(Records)
........

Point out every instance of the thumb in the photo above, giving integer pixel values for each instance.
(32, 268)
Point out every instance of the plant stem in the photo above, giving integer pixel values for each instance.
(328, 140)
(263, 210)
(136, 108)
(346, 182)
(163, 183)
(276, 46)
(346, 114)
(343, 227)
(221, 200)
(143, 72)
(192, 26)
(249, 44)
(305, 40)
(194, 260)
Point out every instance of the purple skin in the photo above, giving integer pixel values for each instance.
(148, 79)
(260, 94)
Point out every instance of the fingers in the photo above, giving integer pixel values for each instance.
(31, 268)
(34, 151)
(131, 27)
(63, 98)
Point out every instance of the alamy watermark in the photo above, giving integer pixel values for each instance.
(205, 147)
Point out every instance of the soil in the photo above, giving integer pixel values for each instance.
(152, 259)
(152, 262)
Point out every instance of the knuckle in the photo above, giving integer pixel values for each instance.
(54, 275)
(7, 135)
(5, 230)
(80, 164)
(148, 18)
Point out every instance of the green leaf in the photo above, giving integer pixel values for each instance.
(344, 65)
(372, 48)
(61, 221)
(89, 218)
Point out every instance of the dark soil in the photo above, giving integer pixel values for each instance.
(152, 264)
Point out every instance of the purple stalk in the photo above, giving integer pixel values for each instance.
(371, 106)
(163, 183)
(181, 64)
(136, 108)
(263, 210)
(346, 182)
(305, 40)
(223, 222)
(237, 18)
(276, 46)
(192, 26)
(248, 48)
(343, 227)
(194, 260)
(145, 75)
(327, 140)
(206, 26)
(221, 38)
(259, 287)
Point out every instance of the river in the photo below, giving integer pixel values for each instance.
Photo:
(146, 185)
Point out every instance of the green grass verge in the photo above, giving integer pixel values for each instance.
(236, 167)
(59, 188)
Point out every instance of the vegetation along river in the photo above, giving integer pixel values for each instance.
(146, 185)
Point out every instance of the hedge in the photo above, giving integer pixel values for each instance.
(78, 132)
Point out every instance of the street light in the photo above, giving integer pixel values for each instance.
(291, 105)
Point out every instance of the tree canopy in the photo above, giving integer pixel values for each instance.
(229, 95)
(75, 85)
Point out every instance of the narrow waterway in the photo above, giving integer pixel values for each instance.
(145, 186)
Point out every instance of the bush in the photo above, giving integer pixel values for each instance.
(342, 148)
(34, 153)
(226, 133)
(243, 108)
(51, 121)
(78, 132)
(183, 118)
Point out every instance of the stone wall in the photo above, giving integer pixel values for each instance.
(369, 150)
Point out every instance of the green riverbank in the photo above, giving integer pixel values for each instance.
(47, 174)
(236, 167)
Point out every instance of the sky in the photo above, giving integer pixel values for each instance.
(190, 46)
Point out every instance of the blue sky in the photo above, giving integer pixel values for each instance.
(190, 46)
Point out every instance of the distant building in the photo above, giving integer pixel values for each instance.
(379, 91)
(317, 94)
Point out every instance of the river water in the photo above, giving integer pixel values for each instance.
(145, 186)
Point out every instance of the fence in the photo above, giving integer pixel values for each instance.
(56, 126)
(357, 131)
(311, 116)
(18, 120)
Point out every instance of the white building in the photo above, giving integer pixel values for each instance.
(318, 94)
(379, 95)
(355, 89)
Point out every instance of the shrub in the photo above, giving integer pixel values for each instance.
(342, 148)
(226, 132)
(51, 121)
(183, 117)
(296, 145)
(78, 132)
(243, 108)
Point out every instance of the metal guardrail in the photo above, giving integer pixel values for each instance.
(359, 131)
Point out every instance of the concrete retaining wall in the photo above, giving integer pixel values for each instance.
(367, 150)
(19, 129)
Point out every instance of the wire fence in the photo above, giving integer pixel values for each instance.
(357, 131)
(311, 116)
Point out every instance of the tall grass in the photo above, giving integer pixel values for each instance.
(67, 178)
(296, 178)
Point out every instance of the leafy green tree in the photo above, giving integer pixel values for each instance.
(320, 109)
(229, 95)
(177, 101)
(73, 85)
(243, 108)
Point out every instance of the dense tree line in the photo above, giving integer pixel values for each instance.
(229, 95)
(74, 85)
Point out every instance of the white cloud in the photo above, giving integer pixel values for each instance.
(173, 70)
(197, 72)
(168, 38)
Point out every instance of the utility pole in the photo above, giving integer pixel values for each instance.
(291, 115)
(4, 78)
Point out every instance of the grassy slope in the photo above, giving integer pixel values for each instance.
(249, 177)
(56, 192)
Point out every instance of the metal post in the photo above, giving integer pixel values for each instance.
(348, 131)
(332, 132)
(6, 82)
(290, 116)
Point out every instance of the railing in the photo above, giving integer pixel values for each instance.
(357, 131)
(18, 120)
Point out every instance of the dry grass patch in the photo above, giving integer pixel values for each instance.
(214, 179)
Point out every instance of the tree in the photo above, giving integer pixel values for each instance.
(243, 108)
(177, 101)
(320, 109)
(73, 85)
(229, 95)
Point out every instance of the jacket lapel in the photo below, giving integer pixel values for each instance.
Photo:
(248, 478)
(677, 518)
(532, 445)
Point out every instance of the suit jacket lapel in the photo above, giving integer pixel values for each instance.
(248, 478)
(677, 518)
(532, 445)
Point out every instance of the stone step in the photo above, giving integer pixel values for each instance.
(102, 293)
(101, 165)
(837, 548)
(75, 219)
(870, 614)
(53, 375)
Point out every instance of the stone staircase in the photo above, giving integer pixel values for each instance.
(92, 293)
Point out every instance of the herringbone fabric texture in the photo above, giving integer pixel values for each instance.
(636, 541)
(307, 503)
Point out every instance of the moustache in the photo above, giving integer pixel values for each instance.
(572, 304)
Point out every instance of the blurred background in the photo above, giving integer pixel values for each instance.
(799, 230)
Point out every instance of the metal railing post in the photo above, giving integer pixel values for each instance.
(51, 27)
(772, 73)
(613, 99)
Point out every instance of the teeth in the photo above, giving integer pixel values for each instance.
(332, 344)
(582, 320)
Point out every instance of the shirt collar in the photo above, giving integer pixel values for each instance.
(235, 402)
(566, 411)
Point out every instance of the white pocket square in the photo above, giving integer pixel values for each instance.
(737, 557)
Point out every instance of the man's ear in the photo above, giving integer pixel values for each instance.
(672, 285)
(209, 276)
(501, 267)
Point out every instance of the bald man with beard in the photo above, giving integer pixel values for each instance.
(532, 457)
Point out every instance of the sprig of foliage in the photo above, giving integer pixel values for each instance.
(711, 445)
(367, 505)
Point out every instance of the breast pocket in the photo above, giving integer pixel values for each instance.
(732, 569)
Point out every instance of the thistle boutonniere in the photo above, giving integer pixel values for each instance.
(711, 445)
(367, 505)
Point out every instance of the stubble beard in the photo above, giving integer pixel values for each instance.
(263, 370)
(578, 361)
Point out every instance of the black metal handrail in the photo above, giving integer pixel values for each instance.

........

Written instruction> Using the exact wording, write out all of the records.

Expected output>
Point out every instance of the thumb in the photo above, giving integer pixel values for each instance.
(32, 268)
Point out every instance of the plant stem in the photo above, giving integer pixel values for each instance.
(328, 140)
(263, 210)
(136, 108)
(346, 182)
(163, 183)
(276, 46)
(346, 114)
(343, 227)
(221, 200)
(143, 72)
(192, 26)
(249, 44)
(305, 40)
(194, 260)
Point out every instance of the purple skin in the photo above, giving integer pixel values for each instance.
(148, 79)
(260, 94)
Point out every instance of the fingers in the photo above, giving integer pixel values for each instance.
(31, 268)
(34, 151)
(131, 27)
(63, 98)
Point out every instance of the alamy watermark in the photo above, giving integer pixel values for each instance.
(205, 147)
Point out every instance of the soil in the photo above, giving integer pixel values for each instance.
(152, 259)
(152, 262)
Point out every instance of the knuckle in the photo above, giving integer pixel values for each instance.
(54, 275)
(7, 135)
(5, 230)
(80, 164)
(148, 18)
Point out every instance of the green leaf in the photo above, giving integer pixel values for each instance.
(344, 65)
(372, 48)
(61, 221)
(89, 218)
Point out every instance of the dark soil in the photo above, giving integer pixel values for each instance.
(152, 264)
Point out every instance of the purple stalk in the photo above, giving integer pixel values for each instance.
(371, 106)
(163, 183)
(181, 64)
(136, 108)
(263, 210)
(346, 182)
(305, 40)
(223, 222)
(237, 18)
(276, 46)
(192, 26)
(248, 48)
(343, 227)
(194, 260)
(145, 75)
(327, 140)
(206, 26)
(221, 38)
(259, 287)
Point out every instance of the river in the photo below, giving integer pixel values for each instance.
Photo:
(146, 185)
Point out every instance of the green grass verge in the photo above, giving integer pixel values for each instance.
(236, 167)
(59, 188)
Point out every instance of the vegetation along river in the photo above, giving integer pixel values for each instance.
(146, 185)
Point out every instance of the hedge in the photo above, giving integer pixel values for each instance.
(78, 132)
Point out every instance of the street light in the photo above, giving integer pixel values for each instance.
(291, 105)
Point out every instance of the tree canopy in the photo above, giving integer pixel values for each instance.
(229, 95)
(75, 85)
Point out every instance of the narrow waterway in the photo above, giving integer pixel values for each instance.
(145, 186)
Point out every instance of the bush in the photo above, giving integer pixel values for each instance.
(342, 148)
(34, 153)
(226, 133)
(243, 108)
(51, 121)
(78, 132)
(183, 118)
Point out every instance of the stone wall in the photo above, giving integer pixel values for each instance.
(369, 150)
Point out every instance of the green riverbank in the photo above, giving integer pixel values for each instance.
(47, 174)
(236, 167)
Point out every instance of the sky in the photo above, giving integer pixel values for each instance.
(190, 46)
Point out every instance of the blue sky in the photo above, giving integer pixel values for each instance.
(190, 46)
Point out every instance of the distant building in the photo above, giving integer pixel values for each instance.
(379, 91)
(317, 94)
Point out every instance of the river water in the photo above, giving integer pixel values for each instance.
(145, 186)
Point out every instance of the fence in the photo above, giving integer pixel values for each instance.
(56, 126)
(357, 131)
(311, 116)
(18, 120)
Point out every instance of the white building in the photo above, giving integer pixel values for each instance.
(318, 94)
(379, 95)
(355, 89)
Point out every instance of the shrub in the photo above, giving integer pixel values for each instance.
(342, 148)
(226, 132)
(51, 121)
(183, 117)
(296, 145)
(78, 132)
(243, 108)
Point out every instance of the metal guardrail in the photo above, giving integer pixel values for each instance.
(359, 131)
Point out every instance of the concrete retaining wall in the photo above, giving integer pixel values for each instance.
(367, 150)
(19, 129)
Point out every instance of the wire fence in the photo above, giving integer pixel values for each instance.
(357, 131)
(311, 116)
Point out every instance of the tall grass in the photo above, giving integer pixel values for each instance.
(67, 178)
(296, 178)
Point out every instance of the leafy green tree in the photo above, giving integer pixel values for each instance.
(320, 109)
(229, 95)
(177, 101)
(73, 85)
(243, 108)
Point out every instance of the dense tree line in the photo above, giving integer pixel values for each instance.
(229, 95)
(74, 85)
Point out every instance of the white cloud in the photo above, giving integer pixel values for each instance.
(173, 70)
(197, 72)
(168, 38)
Point out every instance of the utility pole in the photo above, giving integer pixel values for each instance.
(291, 115)
(4, 78)
Point out every instance of the grassy slope in the photo above, giving integer pixel values for each instance.
(249, 177)
(56, 192)
Point out every instance of the metal post in the photo above, giving integer pixel values for each instance.
(348, 131)
(332, 132)
(6, 82)
(290, 116)
Point out every instance of the railing in the photo above, giving integer pixel values for each instance.
(357, 131)
(18, 120)
Point out every instance of the dry grass patch in the photo above, giving integer pixel values for each instance.
(214, 179)
Point out every instance of the tree in the photo above, giving integer pixel values for each instance.
(243, 108)
(177, 101)
(320, 109)
(73, 85)
(229, 95)
Point out every instance of the jacket lapel in the photo below, giving integer pixel values for each instance.
Photo:
(248, 478)
(677, 518)
(532, 445)
Point out every instance of the suit jacket lapel in the photo above, giving integer pixel values for each instance.
(248, 478)
(677, 518)
(532, 445)
Point out every instance of the stone step in the photo above, giving integer pixel values for each instance.
(102, 293)
(101, 165)
(837, 548)
(75, 219)
(870, 614)
(53, 375)
Point out every instance of the stone staircase in the photo above, giving integer pixel values for each instance.
(92, 293)
Point out every instance of the herringbone fabric texture in the photo above, giving integer pixel values for each instance.
(636, 541)
(307, 503)
Point out every instance of the moustache in the photo above, giving integer pixel values for each instance.
(572, 304)
Point out every instance of the blurred background in the photo above, giving integer pixel values for each instance.
(799, 230)
Point out every instance of the metal railing post in the photo above, giving integer pixel values for each instance.
(51, 27)
(772, 73)
(613, 99)
Point out every instance of the teeth in the photo above, giving integer pixel values for each instance.
(332, 344)
(582, 320)
Point out every instance of the shirt collar in the photo above, giving integer pixel values for each instance.
(235, 402)
(566, 411)
Point out every instance of the white pocket square in the photo above, giving integer pixel values for each instance.
(737, 557)
Point out every instance of the man's ear in the photo above, giving integer pixel values for each instance.
(672, 285)
(209, 276)
(501, 267)
Point out every instance of the bald man with beard in the photo above, giving integer pixel values for each instance.
(532, 457)
Point out every instance of the sprig of foliage in the photo above, giving integer pixel values for each instance.
(711, 445)
(367, 505)
Point out every instance of the breast pocket in the photo above, giving integer pixel values for each instance.
(732, 569)
Point out every instance of the thistle boutonniere in the photo above, giving integer pixel values for each instance.
(711, 445)
(367, 505)
Point out every instance of the stubble beard in the photo above, giving integer pixel values for each instance.
(263, 370)
(578, 361)
Point out every instance of the black metal handrail in the photo above, giving integer pixel values for each instance.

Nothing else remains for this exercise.